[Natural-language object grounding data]
################
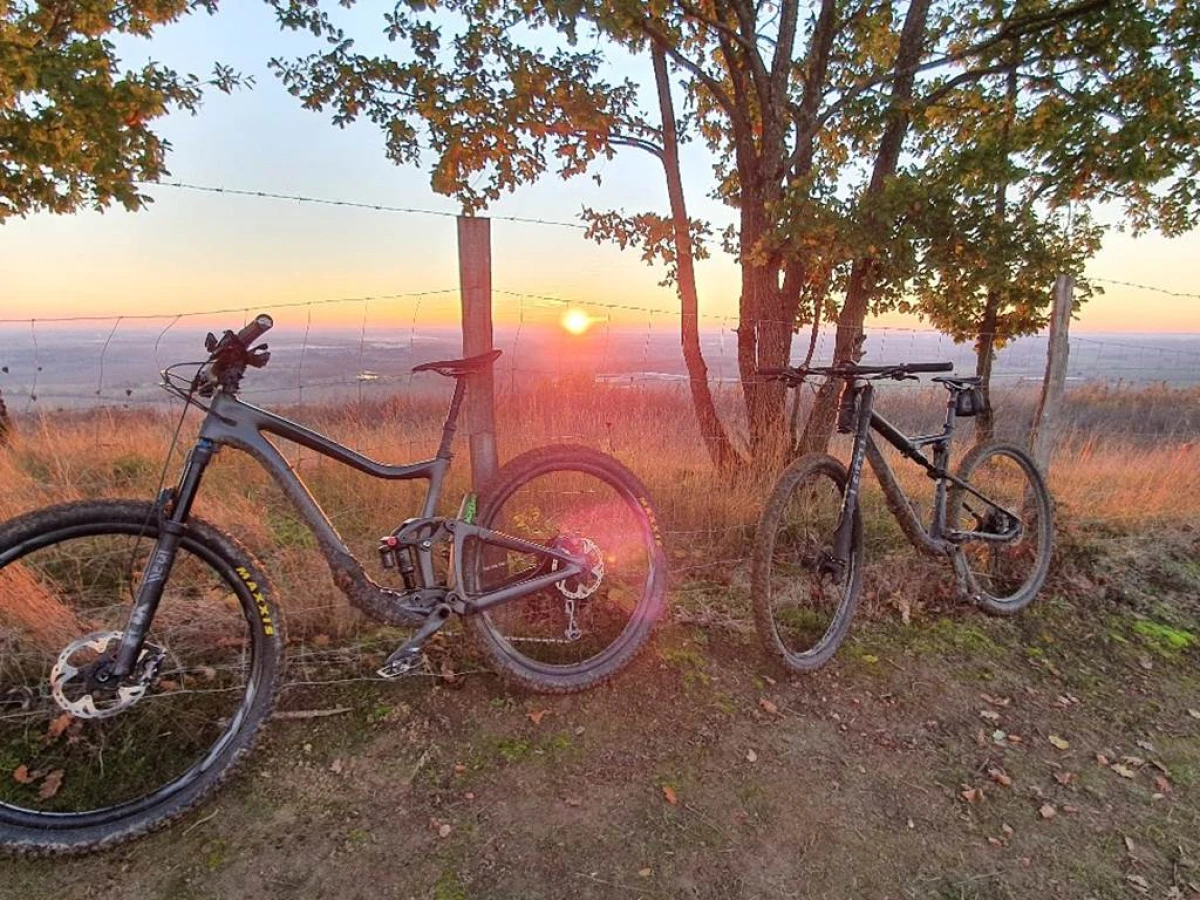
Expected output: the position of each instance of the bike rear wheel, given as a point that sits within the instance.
(803, 600)
(1003, 576)
(585, 629)
(76, 777)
################
→ How to complete this task
Retype all records exactly as shown above, images excluded.

→ Response for this exercise
Expected output: the position of each instance of the bike rear wheel, given as a point that sits within the instance.
(803, 600)
(1003, 576)
(585, 629)
(76, 777)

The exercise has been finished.